Records in a dataset
------------

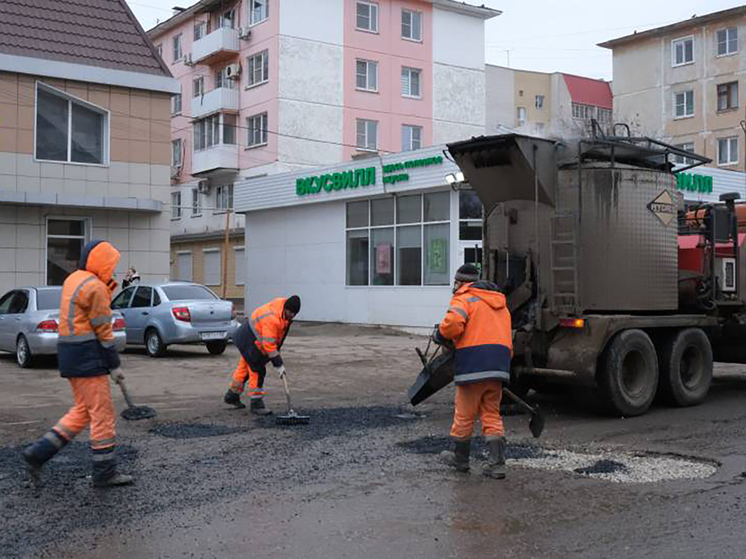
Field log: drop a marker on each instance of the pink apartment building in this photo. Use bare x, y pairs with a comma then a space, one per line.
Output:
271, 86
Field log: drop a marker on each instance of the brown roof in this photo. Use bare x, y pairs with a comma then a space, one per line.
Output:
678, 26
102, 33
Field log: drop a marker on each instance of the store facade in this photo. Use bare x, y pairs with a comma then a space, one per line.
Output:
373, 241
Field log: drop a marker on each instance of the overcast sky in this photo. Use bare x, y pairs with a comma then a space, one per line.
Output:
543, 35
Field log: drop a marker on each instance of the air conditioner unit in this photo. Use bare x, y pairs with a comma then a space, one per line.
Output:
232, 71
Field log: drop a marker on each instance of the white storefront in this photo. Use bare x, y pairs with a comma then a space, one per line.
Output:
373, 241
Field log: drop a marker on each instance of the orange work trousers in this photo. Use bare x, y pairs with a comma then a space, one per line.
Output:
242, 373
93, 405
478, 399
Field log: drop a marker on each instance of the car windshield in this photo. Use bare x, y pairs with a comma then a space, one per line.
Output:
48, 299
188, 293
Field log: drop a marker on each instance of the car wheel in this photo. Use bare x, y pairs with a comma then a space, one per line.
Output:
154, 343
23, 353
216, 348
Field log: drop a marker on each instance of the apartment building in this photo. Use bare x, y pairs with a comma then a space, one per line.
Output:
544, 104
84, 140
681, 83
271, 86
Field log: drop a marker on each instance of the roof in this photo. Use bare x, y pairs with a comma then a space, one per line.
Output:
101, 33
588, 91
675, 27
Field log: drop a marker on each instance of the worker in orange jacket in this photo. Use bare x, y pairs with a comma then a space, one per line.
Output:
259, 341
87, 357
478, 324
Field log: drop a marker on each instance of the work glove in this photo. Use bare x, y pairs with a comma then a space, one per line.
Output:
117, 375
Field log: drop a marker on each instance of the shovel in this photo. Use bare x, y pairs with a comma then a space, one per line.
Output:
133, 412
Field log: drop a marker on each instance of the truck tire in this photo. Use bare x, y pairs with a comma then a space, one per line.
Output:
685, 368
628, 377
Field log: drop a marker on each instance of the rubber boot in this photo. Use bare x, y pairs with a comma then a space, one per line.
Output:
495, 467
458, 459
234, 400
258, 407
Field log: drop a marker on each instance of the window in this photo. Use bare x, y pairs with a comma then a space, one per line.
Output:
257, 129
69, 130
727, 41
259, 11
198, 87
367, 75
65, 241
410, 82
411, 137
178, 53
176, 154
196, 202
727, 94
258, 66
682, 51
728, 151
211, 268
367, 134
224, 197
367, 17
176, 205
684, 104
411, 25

------------

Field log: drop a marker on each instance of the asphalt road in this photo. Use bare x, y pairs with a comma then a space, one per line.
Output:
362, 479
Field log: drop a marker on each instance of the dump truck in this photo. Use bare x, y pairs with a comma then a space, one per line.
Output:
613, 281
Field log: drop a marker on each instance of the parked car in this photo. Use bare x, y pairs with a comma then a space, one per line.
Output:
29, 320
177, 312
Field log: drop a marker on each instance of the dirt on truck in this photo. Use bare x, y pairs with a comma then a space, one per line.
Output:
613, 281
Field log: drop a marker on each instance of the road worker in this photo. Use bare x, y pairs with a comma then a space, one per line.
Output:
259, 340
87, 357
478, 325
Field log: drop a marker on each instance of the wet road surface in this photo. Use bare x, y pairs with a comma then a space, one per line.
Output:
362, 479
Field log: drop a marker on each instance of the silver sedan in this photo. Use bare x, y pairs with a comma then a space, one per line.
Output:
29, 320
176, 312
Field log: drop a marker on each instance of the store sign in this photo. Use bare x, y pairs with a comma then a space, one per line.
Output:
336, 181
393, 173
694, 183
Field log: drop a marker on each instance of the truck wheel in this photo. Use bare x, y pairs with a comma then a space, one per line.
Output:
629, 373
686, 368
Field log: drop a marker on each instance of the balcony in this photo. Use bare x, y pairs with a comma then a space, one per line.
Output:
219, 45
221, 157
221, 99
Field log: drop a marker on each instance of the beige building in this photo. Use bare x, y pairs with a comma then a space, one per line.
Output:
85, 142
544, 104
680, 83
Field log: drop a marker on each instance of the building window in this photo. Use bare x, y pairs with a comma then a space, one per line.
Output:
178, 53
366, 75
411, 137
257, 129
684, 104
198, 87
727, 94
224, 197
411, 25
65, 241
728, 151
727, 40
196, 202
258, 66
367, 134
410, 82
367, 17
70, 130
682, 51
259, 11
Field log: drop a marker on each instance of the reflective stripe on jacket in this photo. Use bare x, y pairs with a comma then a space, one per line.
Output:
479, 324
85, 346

------------

== PROBLEM REQUIREMENTS ==
Please count the lines above that contain the word "window", treating case as significant, and give only the number.

== TASK RESPONSE ==
2